● **What you need to do**
Copy out, unchanged, the stretch of lines from the one containing "Wildlife-tally tagging: find every instance of the black" through the final line below.

..............................

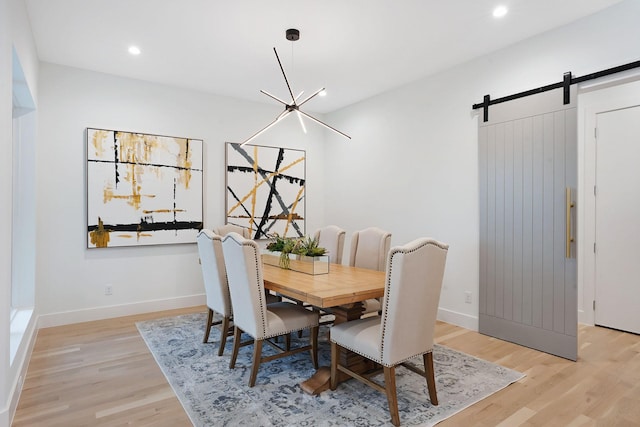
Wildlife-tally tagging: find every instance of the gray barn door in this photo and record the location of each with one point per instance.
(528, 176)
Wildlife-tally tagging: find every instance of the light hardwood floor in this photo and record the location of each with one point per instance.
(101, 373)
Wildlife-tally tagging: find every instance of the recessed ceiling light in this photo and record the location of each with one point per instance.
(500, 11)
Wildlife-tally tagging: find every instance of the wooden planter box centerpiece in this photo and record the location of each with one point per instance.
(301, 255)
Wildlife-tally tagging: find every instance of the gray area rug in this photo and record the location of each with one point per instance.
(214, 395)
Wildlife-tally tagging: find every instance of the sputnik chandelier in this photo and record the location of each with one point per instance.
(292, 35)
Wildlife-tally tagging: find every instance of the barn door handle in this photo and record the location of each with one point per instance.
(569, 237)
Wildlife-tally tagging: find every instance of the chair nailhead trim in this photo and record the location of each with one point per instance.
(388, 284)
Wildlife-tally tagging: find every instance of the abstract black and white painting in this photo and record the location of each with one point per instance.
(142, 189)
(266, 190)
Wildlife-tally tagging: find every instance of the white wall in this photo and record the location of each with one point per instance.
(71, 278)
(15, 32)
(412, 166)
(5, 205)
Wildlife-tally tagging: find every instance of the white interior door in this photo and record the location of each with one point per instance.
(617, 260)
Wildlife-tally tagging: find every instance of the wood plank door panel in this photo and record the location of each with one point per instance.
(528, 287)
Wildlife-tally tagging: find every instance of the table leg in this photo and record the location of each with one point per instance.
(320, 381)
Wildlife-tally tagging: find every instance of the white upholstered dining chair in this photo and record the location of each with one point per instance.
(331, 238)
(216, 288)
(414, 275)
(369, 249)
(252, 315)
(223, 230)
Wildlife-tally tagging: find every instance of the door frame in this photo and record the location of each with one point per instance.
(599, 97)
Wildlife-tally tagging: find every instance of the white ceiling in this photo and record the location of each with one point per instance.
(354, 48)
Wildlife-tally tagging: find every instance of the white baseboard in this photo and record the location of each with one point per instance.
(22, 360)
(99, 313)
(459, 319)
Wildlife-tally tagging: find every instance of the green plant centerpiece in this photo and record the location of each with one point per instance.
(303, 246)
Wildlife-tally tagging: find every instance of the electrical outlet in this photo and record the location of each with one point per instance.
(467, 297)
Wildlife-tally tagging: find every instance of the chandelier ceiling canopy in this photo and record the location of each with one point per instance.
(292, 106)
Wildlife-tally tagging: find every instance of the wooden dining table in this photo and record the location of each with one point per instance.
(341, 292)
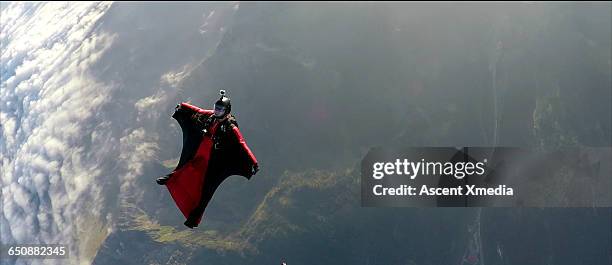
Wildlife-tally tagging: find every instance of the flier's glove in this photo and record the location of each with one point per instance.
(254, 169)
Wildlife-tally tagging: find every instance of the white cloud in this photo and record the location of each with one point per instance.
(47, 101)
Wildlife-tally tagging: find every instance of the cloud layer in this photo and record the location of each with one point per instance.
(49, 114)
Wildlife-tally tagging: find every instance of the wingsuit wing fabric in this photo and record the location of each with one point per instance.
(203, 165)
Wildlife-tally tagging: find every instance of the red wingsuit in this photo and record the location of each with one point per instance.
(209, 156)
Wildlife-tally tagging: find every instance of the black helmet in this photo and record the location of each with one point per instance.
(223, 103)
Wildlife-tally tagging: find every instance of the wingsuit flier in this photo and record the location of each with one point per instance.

..............................

● **Written solution**
Wildlife-tally tagging: find every instance of the black helmet in this photo and record the location of each with one point per instance.
(223, 103)
Wildlife-tally tagging: find every instance of the wingsuit flier in this photo and record the location of each with one point per instance.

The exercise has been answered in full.